▶ **AIM OF THE TASK**
Pick out each line in the items below that contains the word "rear" and copy it, treating uppercase and lowercase as different.

▶ **RECORDS SHOWN**
-- Begin --

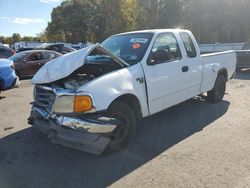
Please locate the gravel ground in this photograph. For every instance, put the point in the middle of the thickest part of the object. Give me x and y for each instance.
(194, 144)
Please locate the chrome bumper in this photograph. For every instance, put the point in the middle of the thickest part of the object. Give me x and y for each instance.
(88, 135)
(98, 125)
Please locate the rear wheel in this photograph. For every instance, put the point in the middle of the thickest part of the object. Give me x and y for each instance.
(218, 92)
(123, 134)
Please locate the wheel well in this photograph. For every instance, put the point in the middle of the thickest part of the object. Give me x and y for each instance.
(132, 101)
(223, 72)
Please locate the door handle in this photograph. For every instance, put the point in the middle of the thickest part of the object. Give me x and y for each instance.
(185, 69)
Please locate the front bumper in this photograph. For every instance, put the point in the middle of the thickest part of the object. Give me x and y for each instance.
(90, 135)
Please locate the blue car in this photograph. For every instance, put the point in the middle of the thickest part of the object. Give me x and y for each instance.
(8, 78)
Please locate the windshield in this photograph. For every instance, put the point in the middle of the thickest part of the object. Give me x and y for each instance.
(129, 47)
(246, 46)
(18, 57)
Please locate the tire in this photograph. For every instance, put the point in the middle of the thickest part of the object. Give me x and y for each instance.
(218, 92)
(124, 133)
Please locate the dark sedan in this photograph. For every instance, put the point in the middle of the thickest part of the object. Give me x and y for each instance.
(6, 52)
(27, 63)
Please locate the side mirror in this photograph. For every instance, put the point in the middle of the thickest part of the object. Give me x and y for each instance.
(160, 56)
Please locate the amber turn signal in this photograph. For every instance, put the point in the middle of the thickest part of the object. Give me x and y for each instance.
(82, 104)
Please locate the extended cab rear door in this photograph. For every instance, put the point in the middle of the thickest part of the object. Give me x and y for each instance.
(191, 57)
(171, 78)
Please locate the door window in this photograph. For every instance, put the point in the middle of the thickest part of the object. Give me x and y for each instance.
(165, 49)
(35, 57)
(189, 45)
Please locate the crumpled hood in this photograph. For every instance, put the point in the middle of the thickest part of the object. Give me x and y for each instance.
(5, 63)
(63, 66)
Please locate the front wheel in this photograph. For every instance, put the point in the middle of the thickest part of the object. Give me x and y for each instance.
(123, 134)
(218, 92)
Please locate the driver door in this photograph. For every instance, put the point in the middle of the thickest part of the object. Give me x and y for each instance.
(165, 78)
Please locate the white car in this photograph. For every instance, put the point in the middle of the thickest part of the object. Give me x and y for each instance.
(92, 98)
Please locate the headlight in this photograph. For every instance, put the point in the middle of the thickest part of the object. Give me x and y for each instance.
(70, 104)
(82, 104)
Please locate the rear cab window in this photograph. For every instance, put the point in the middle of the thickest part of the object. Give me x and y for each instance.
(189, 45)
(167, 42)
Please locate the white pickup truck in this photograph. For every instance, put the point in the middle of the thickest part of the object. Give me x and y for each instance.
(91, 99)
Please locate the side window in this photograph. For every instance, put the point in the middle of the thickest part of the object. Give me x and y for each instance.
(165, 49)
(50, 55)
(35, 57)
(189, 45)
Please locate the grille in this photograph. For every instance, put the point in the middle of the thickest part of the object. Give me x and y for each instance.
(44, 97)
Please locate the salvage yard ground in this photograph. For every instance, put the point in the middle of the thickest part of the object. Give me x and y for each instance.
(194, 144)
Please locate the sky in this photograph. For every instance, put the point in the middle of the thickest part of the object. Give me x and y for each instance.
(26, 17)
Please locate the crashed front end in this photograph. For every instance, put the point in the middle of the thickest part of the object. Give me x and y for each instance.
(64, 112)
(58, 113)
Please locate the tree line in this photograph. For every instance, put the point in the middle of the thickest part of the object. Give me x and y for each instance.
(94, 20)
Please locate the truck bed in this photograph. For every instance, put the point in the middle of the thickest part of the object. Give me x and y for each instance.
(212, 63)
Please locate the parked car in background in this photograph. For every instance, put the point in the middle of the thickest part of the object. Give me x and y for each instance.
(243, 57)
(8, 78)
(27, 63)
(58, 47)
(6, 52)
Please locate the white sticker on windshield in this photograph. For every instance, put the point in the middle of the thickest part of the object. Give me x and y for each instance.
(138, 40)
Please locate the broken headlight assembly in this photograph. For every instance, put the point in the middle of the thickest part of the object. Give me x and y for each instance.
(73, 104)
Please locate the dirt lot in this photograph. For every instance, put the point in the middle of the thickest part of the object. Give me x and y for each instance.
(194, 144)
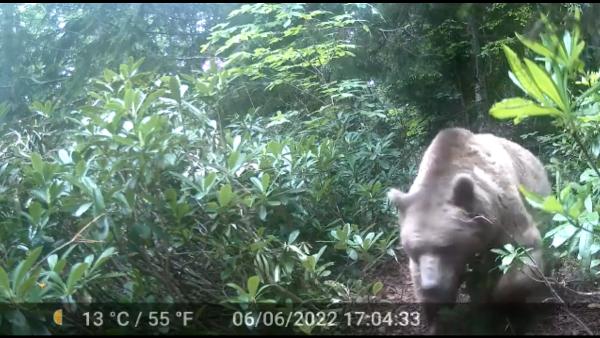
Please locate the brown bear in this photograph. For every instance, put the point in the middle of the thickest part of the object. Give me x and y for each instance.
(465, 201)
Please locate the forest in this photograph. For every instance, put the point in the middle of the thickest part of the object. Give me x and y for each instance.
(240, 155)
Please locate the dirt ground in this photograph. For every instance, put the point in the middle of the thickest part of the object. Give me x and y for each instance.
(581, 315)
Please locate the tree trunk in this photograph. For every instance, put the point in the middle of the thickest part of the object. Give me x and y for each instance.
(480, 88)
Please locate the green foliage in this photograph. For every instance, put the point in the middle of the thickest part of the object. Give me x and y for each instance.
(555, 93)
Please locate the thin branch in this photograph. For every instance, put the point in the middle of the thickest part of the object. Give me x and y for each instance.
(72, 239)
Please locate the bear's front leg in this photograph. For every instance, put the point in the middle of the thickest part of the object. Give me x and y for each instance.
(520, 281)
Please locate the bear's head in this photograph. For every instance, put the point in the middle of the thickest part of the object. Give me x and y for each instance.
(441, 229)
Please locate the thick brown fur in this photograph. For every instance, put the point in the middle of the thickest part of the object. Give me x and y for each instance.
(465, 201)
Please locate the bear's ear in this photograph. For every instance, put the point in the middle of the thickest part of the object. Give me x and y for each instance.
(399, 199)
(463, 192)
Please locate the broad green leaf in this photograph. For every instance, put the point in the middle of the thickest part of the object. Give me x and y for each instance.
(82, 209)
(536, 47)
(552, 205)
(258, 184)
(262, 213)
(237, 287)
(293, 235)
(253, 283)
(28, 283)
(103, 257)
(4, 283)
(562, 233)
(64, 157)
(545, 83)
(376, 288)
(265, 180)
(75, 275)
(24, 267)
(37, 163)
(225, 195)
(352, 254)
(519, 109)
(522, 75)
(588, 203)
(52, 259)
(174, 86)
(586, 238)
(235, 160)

-- End --
-- Begin --

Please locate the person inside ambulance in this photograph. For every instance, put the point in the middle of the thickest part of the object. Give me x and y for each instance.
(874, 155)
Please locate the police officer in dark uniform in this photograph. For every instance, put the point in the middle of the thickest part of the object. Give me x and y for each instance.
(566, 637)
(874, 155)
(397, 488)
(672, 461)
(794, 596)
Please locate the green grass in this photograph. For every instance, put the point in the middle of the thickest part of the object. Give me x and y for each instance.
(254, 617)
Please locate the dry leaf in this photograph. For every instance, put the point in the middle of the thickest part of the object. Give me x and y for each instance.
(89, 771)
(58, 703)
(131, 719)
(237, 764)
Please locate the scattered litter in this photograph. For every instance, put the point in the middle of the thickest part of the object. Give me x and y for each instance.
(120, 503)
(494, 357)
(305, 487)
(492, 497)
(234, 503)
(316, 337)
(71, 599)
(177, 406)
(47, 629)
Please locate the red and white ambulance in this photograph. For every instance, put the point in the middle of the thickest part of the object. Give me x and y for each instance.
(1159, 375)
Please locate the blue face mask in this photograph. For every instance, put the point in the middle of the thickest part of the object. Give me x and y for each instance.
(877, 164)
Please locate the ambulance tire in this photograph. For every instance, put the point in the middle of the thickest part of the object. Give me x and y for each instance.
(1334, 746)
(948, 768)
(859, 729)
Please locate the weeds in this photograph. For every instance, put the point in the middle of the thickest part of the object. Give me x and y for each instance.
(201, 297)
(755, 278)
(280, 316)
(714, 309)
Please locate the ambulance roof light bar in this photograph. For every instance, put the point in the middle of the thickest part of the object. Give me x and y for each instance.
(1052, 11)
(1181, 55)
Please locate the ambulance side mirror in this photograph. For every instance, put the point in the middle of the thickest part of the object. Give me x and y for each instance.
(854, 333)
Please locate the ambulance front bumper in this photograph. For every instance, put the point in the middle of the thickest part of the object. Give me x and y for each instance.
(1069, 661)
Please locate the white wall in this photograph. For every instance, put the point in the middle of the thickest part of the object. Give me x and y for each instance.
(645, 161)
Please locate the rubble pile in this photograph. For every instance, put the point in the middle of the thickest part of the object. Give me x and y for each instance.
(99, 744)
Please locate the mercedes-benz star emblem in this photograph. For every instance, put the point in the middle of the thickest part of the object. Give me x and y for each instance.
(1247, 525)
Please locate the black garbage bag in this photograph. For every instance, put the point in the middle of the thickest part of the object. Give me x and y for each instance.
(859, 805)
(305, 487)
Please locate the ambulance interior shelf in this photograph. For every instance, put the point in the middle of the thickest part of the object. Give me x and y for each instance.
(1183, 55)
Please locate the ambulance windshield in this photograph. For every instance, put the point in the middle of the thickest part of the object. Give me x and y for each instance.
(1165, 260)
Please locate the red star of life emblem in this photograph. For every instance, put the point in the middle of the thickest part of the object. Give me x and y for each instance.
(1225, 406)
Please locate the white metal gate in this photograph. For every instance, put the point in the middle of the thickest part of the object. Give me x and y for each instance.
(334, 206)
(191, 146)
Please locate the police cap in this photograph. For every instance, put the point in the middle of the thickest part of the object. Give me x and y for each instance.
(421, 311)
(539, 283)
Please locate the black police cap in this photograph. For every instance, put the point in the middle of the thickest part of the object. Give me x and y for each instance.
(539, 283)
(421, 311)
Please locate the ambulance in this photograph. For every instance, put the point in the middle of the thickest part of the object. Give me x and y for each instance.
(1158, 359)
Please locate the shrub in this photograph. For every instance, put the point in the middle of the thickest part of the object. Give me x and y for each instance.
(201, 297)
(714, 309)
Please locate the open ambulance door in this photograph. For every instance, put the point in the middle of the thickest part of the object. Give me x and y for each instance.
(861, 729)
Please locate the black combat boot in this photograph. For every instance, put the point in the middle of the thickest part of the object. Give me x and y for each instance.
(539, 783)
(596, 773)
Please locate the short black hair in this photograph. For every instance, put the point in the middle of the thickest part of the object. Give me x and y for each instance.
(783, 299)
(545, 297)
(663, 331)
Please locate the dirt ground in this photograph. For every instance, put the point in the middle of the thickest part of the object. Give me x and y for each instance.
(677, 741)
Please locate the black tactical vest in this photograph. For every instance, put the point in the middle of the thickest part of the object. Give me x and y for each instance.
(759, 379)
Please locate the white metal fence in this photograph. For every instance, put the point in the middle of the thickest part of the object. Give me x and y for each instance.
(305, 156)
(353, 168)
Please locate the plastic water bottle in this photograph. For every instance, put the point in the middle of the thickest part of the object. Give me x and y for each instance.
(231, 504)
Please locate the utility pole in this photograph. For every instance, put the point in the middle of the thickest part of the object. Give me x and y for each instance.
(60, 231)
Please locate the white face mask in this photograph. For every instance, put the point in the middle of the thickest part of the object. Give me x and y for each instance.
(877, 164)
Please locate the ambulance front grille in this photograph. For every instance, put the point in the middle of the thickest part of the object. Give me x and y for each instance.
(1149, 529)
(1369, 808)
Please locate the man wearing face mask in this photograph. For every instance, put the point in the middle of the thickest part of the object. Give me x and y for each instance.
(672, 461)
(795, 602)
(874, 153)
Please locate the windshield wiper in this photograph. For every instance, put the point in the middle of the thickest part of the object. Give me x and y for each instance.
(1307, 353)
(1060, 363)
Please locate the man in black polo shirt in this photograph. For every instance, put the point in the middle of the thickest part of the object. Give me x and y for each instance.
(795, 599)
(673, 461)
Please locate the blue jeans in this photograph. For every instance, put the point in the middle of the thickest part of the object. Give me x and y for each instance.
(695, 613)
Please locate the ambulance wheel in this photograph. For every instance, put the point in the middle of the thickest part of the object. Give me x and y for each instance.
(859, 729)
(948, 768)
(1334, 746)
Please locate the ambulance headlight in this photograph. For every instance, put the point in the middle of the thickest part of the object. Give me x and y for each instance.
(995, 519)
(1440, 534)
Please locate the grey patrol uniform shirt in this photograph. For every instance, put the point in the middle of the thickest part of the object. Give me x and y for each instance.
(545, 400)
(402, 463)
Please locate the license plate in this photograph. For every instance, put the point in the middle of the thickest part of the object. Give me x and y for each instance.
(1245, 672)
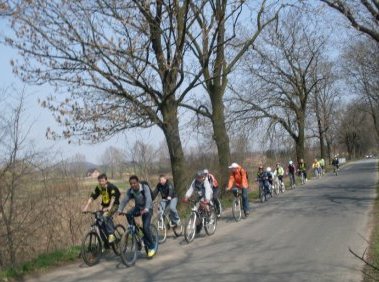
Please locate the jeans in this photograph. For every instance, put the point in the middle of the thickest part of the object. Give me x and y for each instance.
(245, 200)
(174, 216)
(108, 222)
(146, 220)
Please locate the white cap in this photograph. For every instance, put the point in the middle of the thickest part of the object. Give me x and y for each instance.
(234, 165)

-- End --

▶ **WRITTEN REPLY**
Please locate the rear wheel in this photograph. For every instance, put the point in the middle of the thickest part of the object. Give me x and y for each instance.
Please locate the extended cab rear door in this photograph. For every instance, put the point in the middle of the thickest part of the object. Give me x and y for each instance.
Please locate the rear cab window in this photograph. For every instance, put the point in the middle of the thickest part of the object. Give me x and y for each instance.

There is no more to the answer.